◆ STATED PROBLEM
Reproduce all of the material below line for line, keeping every character unchanged. Omit the pictures from your output.

◆ RECORDS
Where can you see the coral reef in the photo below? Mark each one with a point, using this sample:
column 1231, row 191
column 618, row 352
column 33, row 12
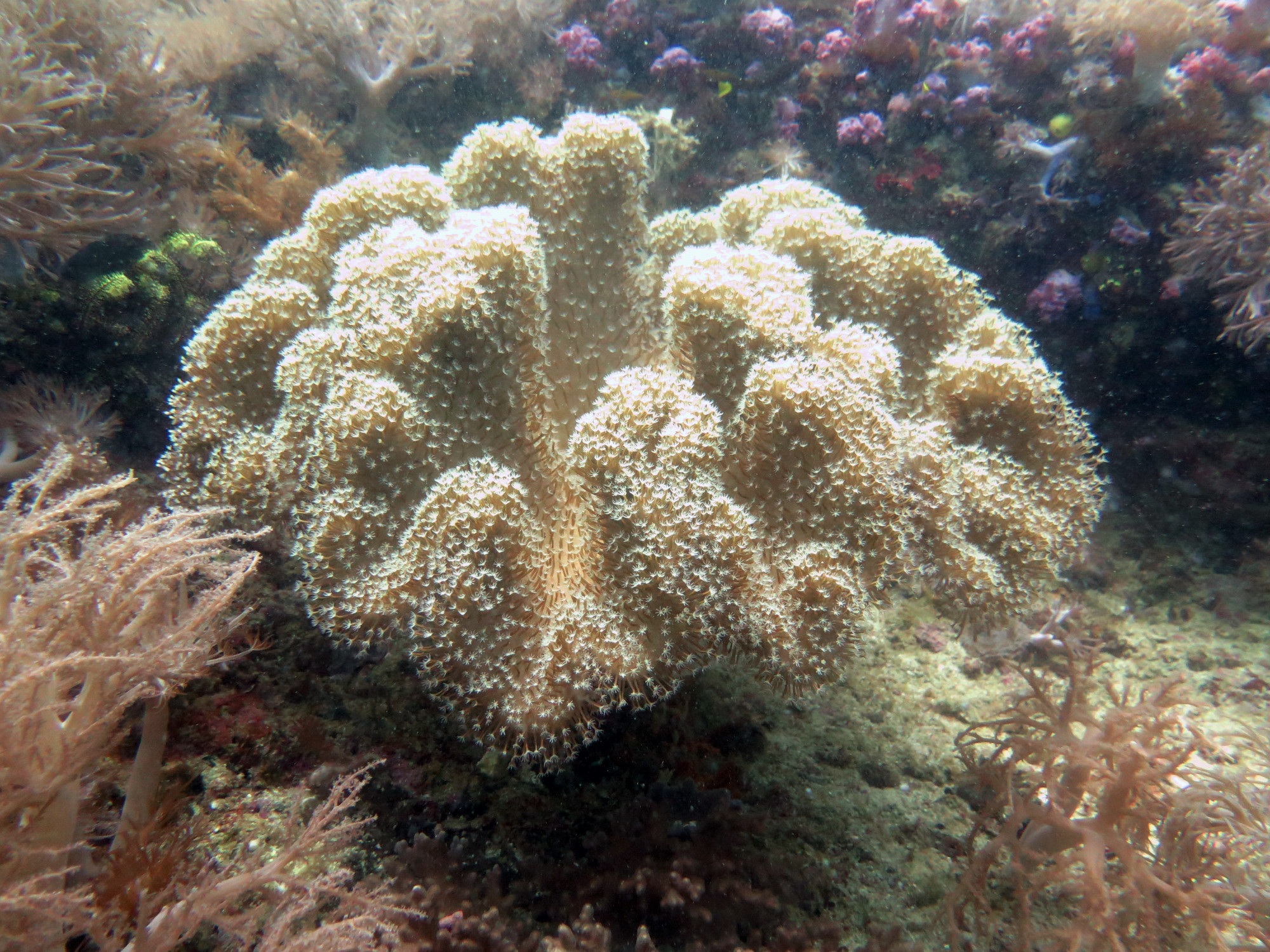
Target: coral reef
column 92, row 131
column 1156, row 31
column 486, row 437
column 1103, row 797
column 1224, row 238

◆ COMPLETED EXERCISE
Where can you see the coral reef in the photo below? Mark each one with a point, using this sample:
column 1231, row 191
column 618, row 352
column 33, row 12
Target: coral reef
column 92, row 131
column 1156, row 31
column 486, row 437
column 1103, row 797
column 1224, row 238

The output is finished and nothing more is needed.